** Begin DATA ROWS **
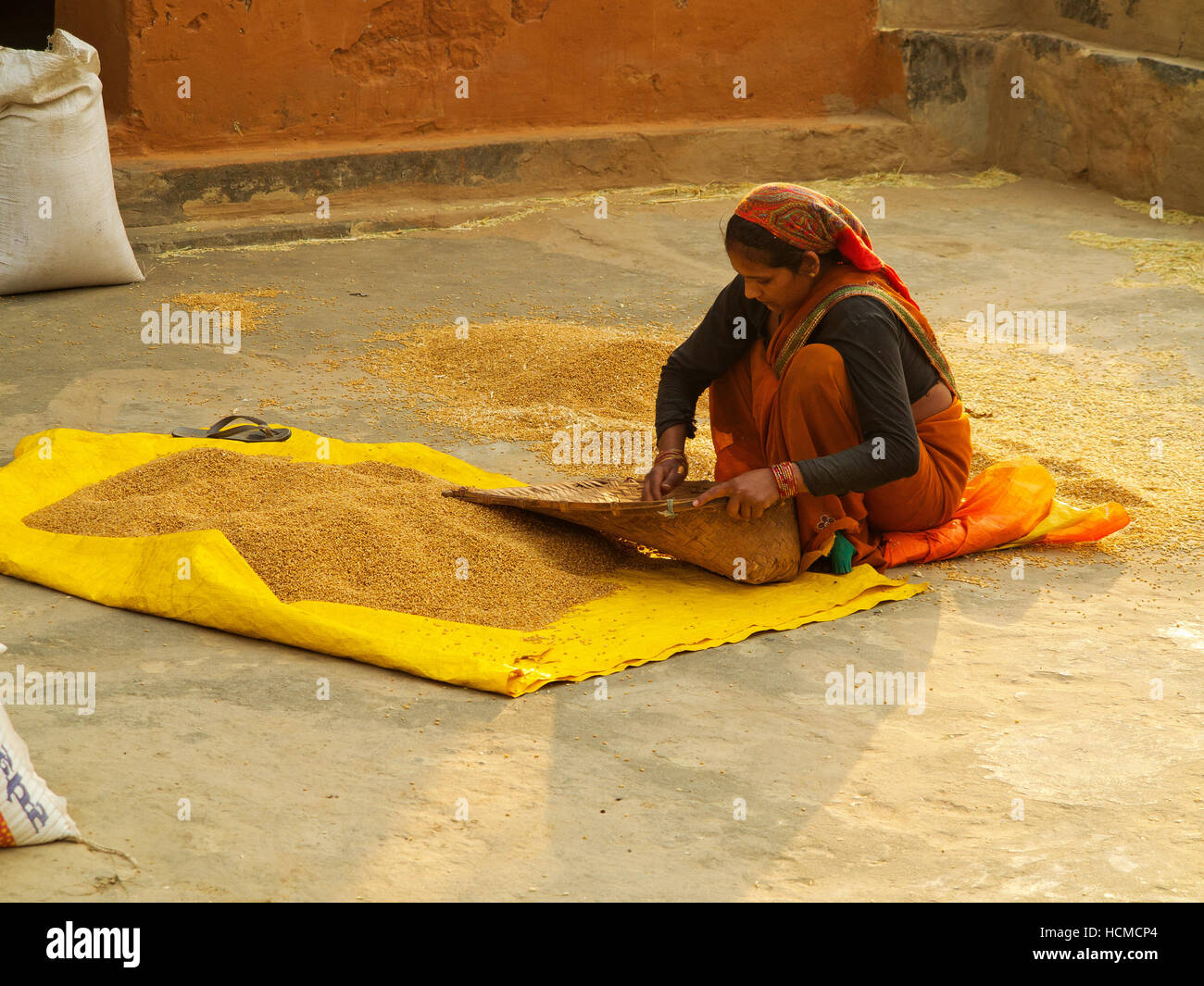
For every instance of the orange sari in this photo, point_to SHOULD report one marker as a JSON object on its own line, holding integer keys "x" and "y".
{"x": 789, "y": 400}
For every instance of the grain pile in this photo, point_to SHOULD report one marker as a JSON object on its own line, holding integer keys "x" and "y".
{"x": 369, "y": 535}
{"x": 1121, "y": 428}
{"x": 1173, "y": 261}
{"x": 256, "y": 315}
{"x": 524, "y": 380}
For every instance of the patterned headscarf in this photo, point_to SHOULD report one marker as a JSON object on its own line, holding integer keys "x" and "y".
{"x": 809, "y": 220}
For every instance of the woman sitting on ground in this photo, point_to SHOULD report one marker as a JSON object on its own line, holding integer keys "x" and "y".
{"x": 826, "y": 385}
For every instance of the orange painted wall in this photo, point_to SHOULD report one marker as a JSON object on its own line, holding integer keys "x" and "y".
{"x": 317, "y": 71}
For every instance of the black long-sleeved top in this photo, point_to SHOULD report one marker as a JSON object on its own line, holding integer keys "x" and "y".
{"x": 885, "y": 366}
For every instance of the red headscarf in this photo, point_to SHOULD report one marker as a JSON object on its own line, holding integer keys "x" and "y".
{"x": 809, "y": 220}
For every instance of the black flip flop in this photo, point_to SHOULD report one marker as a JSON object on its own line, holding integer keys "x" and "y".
{"x": 259, "y": 431}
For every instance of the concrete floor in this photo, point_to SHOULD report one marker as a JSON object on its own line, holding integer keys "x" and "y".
{"x": 570, "y": 797}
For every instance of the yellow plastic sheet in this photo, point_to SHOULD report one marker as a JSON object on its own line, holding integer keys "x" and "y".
{"x": 651, "y": 617}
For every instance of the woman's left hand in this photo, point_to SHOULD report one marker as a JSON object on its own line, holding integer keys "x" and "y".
{"x": 747, "y": 495}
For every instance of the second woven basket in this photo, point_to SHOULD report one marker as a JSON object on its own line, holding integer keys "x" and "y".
{"x": 755, "y": 552}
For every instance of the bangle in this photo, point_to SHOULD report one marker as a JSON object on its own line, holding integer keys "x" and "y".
{"x": 784, "y": 476}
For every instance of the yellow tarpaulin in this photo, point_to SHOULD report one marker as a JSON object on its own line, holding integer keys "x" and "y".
{"x": 651, "y": 617}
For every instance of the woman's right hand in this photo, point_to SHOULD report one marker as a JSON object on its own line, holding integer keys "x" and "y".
{"x": 663, "y": 478}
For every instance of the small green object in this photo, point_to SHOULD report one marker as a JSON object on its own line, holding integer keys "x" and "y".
{"x": 841, "y": 554}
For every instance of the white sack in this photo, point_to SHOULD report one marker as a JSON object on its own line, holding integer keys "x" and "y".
{"x": 55, "y": 159}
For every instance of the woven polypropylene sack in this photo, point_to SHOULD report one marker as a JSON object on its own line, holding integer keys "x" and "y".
{"x": 31, "y": 813}
{"x": 59, "y": 223}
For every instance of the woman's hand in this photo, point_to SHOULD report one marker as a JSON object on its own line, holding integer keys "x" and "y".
{"x": 747, "y": 495}
{"x": 663, "y": 478}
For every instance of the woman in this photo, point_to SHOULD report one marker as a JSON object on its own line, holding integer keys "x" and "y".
{"x": 826, "y": 385}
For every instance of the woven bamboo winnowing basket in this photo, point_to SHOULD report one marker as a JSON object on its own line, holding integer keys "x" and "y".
{"x": 705, "y": 536}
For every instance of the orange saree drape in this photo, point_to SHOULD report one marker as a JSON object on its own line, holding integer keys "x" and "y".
{"x": 787, "y": 400}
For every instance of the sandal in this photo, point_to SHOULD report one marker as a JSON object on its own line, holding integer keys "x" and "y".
{"x": 257, "y": 432}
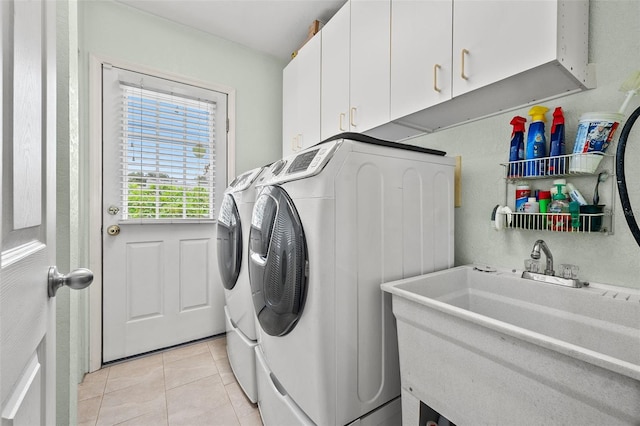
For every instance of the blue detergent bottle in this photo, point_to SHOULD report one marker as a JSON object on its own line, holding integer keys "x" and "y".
{"x": 557, "y": 145}
{"x": 516, "y": 151}
{"x": 536, "y": 142}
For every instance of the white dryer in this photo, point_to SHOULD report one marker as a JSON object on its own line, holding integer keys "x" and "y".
{"x": 232, "y": 240}
{"x": 339, "y": 219}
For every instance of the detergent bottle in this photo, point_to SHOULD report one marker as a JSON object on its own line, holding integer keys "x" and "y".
{"x": 516, "y": 152}
{"x": 559, "y": 218}
{"x": 557, "y": 148}
{"x": 536, "y": 142}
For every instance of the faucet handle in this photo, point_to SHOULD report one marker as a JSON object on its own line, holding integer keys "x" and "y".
{"x": 569, "y": 271}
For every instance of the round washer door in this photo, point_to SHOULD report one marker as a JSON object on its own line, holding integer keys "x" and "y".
{"x": 229, "y": 238}
{"x": 277, "y": 262}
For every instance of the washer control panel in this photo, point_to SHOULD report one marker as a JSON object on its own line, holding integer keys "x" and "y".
{"x": 305, "y": 164}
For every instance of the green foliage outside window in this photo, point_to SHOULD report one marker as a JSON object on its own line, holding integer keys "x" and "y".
{"x": 162, "y": 201}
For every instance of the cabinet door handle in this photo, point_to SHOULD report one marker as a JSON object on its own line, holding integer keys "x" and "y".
{"x": 462, "y": 74}
{"x": 436, "y": 67}
{"x": 352, "y": 116}
{"x": 340, "y": 119}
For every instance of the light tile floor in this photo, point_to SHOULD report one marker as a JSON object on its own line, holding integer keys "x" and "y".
{"x": 192, "y": 385}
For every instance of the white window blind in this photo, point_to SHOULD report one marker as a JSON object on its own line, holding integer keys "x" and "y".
{"x": 167, "y": 156}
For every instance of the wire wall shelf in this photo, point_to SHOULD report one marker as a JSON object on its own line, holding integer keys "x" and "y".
{"x": 551, "y": 167}
{"x": 560, "y": 222}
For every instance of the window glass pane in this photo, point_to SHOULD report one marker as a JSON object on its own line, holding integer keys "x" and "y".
{"x": 167, "y": 155}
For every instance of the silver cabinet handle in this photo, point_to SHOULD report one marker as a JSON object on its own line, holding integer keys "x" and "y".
{"x": 77, "y": 280}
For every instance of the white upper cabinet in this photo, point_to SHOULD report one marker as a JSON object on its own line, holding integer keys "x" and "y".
{"x": 355, "y": 68}
{"x": 370, "y": 56}
{"x": 494, "y": 39}
{"x": 503, "y": 54}
{"x": 421, "y": 32}
{"x": 335, "y": 74}
{"x": 301, "y": 98}
{"x": 397, "y": 68}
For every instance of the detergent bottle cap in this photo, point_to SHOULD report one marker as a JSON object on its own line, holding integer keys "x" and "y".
{"x": 518, "y": 123}
{"x": 558, "y": 118}
{"x": 537, "y": 113}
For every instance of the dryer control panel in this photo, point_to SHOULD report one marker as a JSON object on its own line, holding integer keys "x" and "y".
{"x": 299, "y": 166}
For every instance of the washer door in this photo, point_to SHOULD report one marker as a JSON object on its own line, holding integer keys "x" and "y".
{"x": 229, "y": 242}
{"x": 277, "y": 262}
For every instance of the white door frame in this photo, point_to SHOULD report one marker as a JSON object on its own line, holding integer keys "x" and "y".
{"x": 95, "y": 180}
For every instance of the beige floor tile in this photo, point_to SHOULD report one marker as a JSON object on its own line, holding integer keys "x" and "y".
{"x": 204, "y": 401}
{"x": 185, "y": 352}
{"x": 135, "y": 372}
{"x": 88, "y": 410}
{"x": 218, "y": 348}
{"x": 154, "y": 418}
{"x": 131, "y": 402}
{"x": 190, "y": 369}
{"x": 220, "y": 416}
{"x": 97, "y": 376}
{"x": 225, "y": 371}
{"x": 241, "y": 404}
{"x": 89, "y": 390}
{"x": 253, "y": 419}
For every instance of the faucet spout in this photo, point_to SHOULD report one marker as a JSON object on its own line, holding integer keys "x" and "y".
{"x": 535, "y": 254}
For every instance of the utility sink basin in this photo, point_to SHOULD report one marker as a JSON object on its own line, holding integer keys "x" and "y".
{"x": 485, "y": 346}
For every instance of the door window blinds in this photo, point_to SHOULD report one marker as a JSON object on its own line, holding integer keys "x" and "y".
{"x": 167, "y": 155}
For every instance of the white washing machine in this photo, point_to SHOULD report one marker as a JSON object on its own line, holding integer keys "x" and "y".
{"x": 335, "y": 222}
{"x": 232, "y": 242}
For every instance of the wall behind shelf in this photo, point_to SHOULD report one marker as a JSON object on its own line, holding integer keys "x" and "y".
{"x": 614, "y": 43}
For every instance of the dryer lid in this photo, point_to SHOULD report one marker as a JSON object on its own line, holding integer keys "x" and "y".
{"x": 229, "y": 242}
{"x": 277, "y": 262}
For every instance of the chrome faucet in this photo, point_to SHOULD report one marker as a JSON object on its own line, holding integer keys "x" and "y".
{"x": 535, "y": 254}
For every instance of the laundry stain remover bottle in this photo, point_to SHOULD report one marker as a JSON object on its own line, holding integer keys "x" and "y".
{"x": 536, "y": 142}
{"x": 516, "y": 151}
{"x": 557, "y": 145}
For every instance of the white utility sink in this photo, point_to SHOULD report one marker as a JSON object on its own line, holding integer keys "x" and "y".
{"x": 485, "y": 346}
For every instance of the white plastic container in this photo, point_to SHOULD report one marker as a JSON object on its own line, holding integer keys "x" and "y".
{"x": 576, "y": 195}
{"x": 585, "y": 163}
{"x": 595, "y": 131}
{"x": 532, "y": 206}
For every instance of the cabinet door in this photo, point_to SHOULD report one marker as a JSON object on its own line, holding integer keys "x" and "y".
{"x": 301, "y": 99}
{"x": 289, "y": 107}
{"x": 309, "y": 93}
{"x": 335, "y": 74}
{"x": 370, "y": 58}
{"x": 421, "y": 32}
{"x": 495, "y": 39}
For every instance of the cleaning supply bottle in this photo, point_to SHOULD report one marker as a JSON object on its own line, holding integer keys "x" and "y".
** End DATA ROWS **
■ **TASK DETAILS**: Return exactly the lines from the one containing "For every instance of the wall" through the last line of the records above, both included, and nothing else.

■ **SOLVED EXERCISE**:
For every instance of the wall behind shelf in this photo, point_to SHOULD report one marker as a JSON object on its own line, holding integer keys "x" and "y".
{"x": 614, "y": 43}
For every instance of the dryer lid in this photo, point_to SHOULD report one marker as a JSON object on its own line, holding integer keys "x" and "y".
{"x": 229, "y": 242}
{"x": 277, "y": 262}
For every instance of the chrome faucet in this photo, point_to SHOULD report one marker as a JSON object on its own line, holding integer keys "x" and "y".
{"x": 535, "y": 254}
For every instance of the laundry stain remover bottle in this photo, point_to SHOULD report one marker as a JSON object on its own line, holding integer keys "x" and "y".
{"x": 536, "y": 142}
{"x": 516, "y": 151}
{"x": 557, "y": 145}
For every instance of the white utility sink in this photo, point_to SHOULD report one marker as a JSON object on its own line, holding integer keys "x" and "y".
{"x": 485, "y": 346}
For every instance of the white plastic container in this photo, point_to SHOULD report one marker as a JSON object on its own line, holding integer keys "x" and "y".
{"x": 576, "y": 195}
{"x": 585, "y": 163}
{"x": 595, "y": 131}
{"x": 532, "y": 206}
For every instance of the cabinet door in this photo, point_to SHOULD report one marker as a JSON object on its own line, holding integer keys "x" and "y".
{"x": 301, "y": 99}
{"x": 289, "y": 107}
{"x": 309, "y": 93}
{"x": 335, "y": 74}
{"x": 370, "y": 58}
{"x": 421, "y": 32}
{"x": 495, "y": 39}
For every instance of the cleaning supply bottle in this photo, point_to SHOULD report one marker as a JSON object on its own line, holding integer keys "x" and "y".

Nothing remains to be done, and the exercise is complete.